Exercise passage
Heavenmarks

Early in the morning of March 11, up in the mountains of an island off mainland Haiti, I journeyed along with a couple dentists and their staff on remote and dangerous roads that led to a village hidden from the world. A village that has never ever held the interest of a doctor or dentist. Yet they were waiting for us. These precious people of Makochon, bringing with them the awful caries and abscesses they had been living with for so long.

 

That day, before even the first patient was invited into that little church-turned-dental clinic, we gathered in a circle. With our nervous and sweating hands clasped, we dedicated this day, this week to the Lord, for had it not been God Who called us here in the first place?

Why else would one leave the comforts of home with running, hot water; spider-less bedrooms and Applebee’s? Why risk bumpy-road-back-spasms? Why put up with daily PB&J sandwiches when back home we could run out for a five… five-dollar… five-dollar foot long? Why put up with rats and roaches and ankle sprains (we experienced them all) if it weren’t that something much bigger was at stake? Is pulling a few hundred teeth really worth all the time and expense and inconvenience?

Required work
Reproduce the entire Heavenmarks passage word for word, from its title to its final question.

Input data

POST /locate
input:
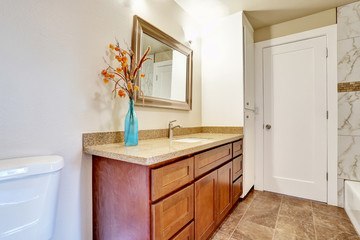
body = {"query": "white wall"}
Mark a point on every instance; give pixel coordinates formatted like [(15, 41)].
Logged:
[(50, 91), (222, 72)]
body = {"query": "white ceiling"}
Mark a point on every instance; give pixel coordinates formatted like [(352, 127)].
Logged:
[(260, 13)]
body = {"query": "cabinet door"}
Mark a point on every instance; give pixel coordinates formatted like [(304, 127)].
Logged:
[(249, 72), (205, 205), (224, 191), (172, 213), (237, 167), (206, 161), (237, 189)]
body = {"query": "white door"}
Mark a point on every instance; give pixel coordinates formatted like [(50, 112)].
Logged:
[(295, 119)]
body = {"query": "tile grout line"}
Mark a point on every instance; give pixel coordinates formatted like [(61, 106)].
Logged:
[(277, 217), (242, 217), (312, 212)]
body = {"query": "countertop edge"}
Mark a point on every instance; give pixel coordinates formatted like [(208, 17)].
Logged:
[(154, 160)]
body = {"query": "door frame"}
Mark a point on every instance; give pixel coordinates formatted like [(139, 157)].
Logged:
[(332, 105)]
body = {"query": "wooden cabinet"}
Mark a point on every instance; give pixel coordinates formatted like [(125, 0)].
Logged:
[(208, 160), (237, 148), (224, 191), (237, 187), (237, 167), (186, 234), (213, 200), (171, 177), (172, 213), (205, 205)]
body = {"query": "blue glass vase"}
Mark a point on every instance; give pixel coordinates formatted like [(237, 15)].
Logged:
[(131, 126)]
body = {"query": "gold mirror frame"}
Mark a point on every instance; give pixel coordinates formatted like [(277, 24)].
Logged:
[(141, 26)]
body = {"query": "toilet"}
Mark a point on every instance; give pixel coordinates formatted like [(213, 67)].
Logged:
[(28, 197)]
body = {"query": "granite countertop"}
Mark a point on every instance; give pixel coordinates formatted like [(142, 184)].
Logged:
[(153, 151)]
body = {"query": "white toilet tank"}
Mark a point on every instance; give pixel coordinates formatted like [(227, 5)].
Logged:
[(28, 197)]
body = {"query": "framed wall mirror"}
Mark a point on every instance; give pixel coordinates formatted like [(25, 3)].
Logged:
[(168, 76)]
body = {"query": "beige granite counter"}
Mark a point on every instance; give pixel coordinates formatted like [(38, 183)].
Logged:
[(153, 151)]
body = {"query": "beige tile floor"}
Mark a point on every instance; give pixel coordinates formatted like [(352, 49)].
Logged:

Solution to this problem
Heavenmarks

Early in the morning of March 11, up in the mountains of an island off mainland Haiti, I journeyed along with a couple dentists and their staff on remote and dangerous roads that led to a village hidden from the world. A village that has never ever held the interest of a doctor or dentist. Yet they were waiting for us. These precious people of Makochon, bringing with them the awful caries and abscesses they had been living with for so long.

 

That day, before even the first patient was invited into that little church-turned-dental clinic, we gathered in a circle. With our nervous and sweating hands clasped, we dedicated this day, this week to the Lord, for had it not been God Who called us here in the first place?

Why else would one leave the comforts of home with running, hot water; spider-less bedrooms and Applebee’s? Why risk bumpy-road-back-spasms? Why put up with daily PB&J sandwiches when back home we could run out for a five… five-dollar… five-dollar foot long? Why put up with rats and roaches and ankle sprains (we experienced them all) if it weren’t that something much bigger was at stake? Is pulling a few hundred teeth really worth all the time and expense and inconvenience?